§ Provided data:
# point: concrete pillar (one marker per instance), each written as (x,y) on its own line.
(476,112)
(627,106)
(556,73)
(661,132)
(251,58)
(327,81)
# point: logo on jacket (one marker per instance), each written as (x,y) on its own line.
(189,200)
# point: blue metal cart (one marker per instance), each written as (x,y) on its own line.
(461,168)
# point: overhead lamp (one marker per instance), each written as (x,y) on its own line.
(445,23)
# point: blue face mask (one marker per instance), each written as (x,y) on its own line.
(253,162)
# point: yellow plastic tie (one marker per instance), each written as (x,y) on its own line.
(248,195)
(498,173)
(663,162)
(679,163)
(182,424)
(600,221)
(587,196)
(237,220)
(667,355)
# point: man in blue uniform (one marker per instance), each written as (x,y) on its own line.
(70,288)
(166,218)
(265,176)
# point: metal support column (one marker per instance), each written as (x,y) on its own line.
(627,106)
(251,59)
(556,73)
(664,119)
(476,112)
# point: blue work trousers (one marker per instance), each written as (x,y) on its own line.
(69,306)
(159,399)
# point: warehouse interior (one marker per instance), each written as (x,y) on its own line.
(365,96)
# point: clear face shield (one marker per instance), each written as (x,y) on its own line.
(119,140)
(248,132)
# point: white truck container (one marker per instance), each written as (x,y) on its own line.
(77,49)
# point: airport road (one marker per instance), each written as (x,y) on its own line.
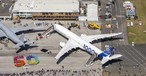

§ Aim of the exercise:
Pictures stay out; everything else in the listing above is to be repeated exactly.

§ Your solution:
# point: concrete pillar (one marker per instance), each written as (x,y) on its own line.
(476,112)
(627,106)
(556,73)
(661,132)
(251,58)
(327,81)
# point: logo on jacket (one marker per instance), each written as (x,y) on its own line.
(189,200)
# point: blue metal cart (one marker per instance), each written as (x,y) on its own line.
(461,168)
# point: overhead lamp (one marker per instance), each written as (x,y) on its own line.
(445,23)
# point: blue face mask (one marker per instance), each written as (x,y) on its own line.
(253,162)
# point: yellow plastic tie (one marker per instance), each written as (x,y) on its own line.
(248,195)
(498,173)
(663,162)
(679,163)
(182,424)
(600,221)
(587,196)
(237,220)
(667,355)
# point: man in blue uniform (one marker per instance), each written as (x,y) on its own line.
(70,288)
(166,218)
(265,176)
# point: metal support column (one marker per instance), each written as (x,y) on its own line.
(627,106)
(251,59)
(556,73)
(664,119)
(476,112)
# point: blue work trousers (one marker per instance), each written as (x,y) on its own line.
(69,306)
(159,399)
# point: warehouse interior (one marker per instance), each written as (x,y) on its own line.
(365,96)
# point: clear face shield (one marker per instance), each written as (x,y) on its own line.
(119,140)
(248,132)
# point: white truck container (one marker per instance), each written as (x,y) on its own line.
(77,49)
# point: airport road (one marker per instance), each written as (x,y) on its own line.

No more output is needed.